"""

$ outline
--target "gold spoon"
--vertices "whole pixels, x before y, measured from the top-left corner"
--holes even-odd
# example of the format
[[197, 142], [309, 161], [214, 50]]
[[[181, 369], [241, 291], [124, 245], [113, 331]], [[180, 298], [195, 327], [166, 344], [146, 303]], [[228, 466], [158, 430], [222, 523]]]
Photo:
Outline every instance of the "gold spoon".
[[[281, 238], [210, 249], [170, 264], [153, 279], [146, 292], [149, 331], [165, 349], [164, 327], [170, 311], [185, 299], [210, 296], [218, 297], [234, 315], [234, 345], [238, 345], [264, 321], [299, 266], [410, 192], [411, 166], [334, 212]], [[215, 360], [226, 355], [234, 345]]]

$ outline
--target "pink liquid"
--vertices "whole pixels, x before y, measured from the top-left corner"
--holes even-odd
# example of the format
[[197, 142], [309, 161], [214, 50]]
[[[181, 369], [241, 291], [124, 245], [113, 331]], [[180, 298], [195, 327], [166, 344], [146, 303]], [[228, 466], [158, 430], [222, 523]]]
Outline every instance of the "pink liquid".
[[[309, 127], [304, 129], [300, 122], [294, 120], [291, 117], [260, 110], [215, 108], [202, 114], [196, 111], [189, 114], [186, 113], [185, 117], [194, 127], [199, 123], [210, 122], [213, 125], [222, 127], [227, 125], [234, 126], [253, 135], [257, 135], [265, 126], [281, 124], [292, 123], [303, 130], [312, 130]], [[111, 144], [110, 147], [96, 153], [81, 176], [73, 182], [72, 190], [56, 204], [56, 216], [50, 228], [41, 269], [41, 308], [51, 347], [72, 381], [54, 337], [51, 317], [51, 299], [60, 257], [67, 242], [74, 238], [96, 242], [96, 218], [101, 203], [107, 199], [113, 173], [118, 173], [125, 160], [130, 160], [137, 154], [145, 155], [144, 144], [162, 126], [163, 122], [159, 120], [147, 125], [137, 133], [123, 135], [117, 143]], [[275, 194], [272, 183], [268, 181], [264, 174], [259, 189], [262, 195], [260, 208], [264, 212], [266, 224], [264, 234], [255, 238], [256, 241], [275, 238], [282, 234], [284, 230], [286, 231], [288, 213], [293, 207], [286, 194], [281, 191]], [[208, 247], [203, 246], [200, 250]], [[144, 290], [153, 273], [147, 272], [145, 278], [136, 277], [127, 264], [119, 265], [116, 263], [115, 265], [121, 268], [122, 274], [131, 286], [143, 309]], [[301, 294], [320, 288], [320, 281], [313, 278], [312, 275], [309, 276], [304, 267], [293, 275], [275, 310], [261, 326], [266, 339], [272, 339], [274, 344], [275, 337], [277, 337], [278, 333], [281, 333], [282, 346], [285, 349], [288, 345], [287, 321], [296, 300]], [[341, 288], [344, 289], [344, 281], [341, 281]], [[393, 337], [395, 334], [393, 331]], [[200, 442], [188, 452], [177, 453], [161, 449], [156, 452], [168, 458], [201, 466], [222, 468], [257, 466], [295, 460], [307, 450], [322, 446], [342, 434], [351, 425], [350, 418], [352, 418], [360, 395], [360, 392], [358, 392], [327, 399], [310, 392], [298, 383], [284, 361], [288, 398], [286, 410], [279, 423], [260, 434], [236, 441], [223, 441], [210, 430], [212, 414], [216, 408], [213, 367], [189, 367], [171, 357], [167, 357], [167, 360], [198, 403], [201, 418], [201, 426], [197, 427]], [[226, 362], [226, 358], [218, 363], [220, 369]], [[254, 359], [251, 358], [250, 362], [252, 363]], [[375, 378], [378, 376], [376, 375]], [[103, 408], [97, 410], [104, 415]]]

"""

◆ What to do: Please transcribe all of the rows above line for line, with no changes to any character.

◆ Reply:
$ outline
--target "gold spoon"
--vertices "whole pixels, x before y, measured from the top-left corner"
--holes even-odd
# example of the format
[[197, 142], [309, 161], [214, 50]]
[[[181, 369], [241, 291], [124, 245], [113, 331]], [[180, 298], [195, 327], [166, 344], [146, 303]], [[228, 466], [158, 430], [222, 523]]]
Photo:
Outline every instance of the "gold spoon".
[[[281, 238], [210, 249], [170, 264], [153, 279], [146, 292], [149, 331], [165, 349], [164, 327], [170, 311], [185, 299], [210, 296], [218, 297], [234, 315], [234, 345], [238, 345], [264, 321], [299, 266], [410, 192], [411, 166], [334, 212]], [[215, 360], [226, 355], [234, 345]]]

$ outline
--target "pink liquid"
--vertices "whole pixels, x before y, measured from the top-left corner"
--holes even-odd
# example of the format
[[197, 142], [309, 161], [214, 50]]
[[[181, 369], [241, 291], [124, 245], [113, 331]], [[180, 298], [195, 327], [166, 344], [146, 303]], [[228, 466], [158, 430], [222, 523]]]
Outline every instance of the "pink liquid".
[[[309, 127], [304, 129], [300, 122], [294, 120], [291, 117], [260, 110], [215, 108], [202, 114], [196, 111], [189, 114], [186, 113], [185, 117], [194, 127], [199, 123], [210, 122], [213, 125], [222, 127], [227, 125], [234, 126], [253, 135], [257, 135], [265, 126], [281, 124], [292, 123], [303, 130], [312, 130]], [[111, 144], [110, 147], [96, 153], [81, 176], [73, 182], [72, 190], [56, 204], [56, 216], [50, 228], [41, 269], [41, 308], [51, 347], [72, 381], [54, 337], [51, 317], [51, 299], [60, 257], [67, 242], [74, 238], [96, 242], [96, 218], [101, 203], [107, 199], [113, 173], [118, 173], [125, 160], [130, 160], [137, 154], [145, 155], [144, 144], [162, 126], [163, 122], [159, 120], [147, 125], [137, 133], [123, 135], [117, 143]], [[275, 194], [272, 183], [268, 181], [264, 174], [259, 189], [262, 195], [260, 208], [264, 212], [266, 224], [264, 234], [255, 238], [256, 241], [275, 238], [282, 234], [284, 230], [286, 231], [288, 213], [293, 207], [286, 194], [281, 191]], [[208, 247], [203, 246], [200, 250]], [[144, 290], [153, 273], [147, 272], [145, 278], [136, 277], [127, 264], [119, 265], [116, 263], [115, 265], [121, 268], [122, 274], [131, 286], [143, 309]], [[301, 294], [320, 288], [320, 281], [313, 278], [312, 275], [309, 276], [304, 267], [293, 275], [275, 310], [261, 326], [266, 339], [272, 339], [274, 344], [275, 337], [277, 337], [278, 333], [281, 333], [282, 346], [285, 349], [288, 345], [287, 321], [296, 300]], [[341, 288], [344, 289], [344, 281], [341, 281]], [[393, 337], [395, 334], [393, 331]], [[200, 442], [188, 452], [177, 453], [161, 449], [156, 452], [168, 458], [201, 466], [222, 468], [257, 466], [295, 460], [307, 450], [322, 446], [342, 434], [351, 425], [350, 418], [352, 418], [360, 395], [360, 392], [358, 392], [327, 399], [310, 392], [298, 383], [284, 361], [288, 398], [286, 410], [279, 423], [260, 434], [236, 441], [223, 441], [210, 430], [212, 414], [216, 408], [213, 367], [189, 367], [171, 357], [167, 357], [167, 360], [198, 403], [201, 418], [201, 426], [197, 427]], [[226, 362], [226, 358], [218, 363], [220, 369]], [[254, 359], [251, 358], [250, 362], [252, 363]], [[375, 378], [378, 376], [376, 375]], [[103, 408], [97, 410], [104, 415]]]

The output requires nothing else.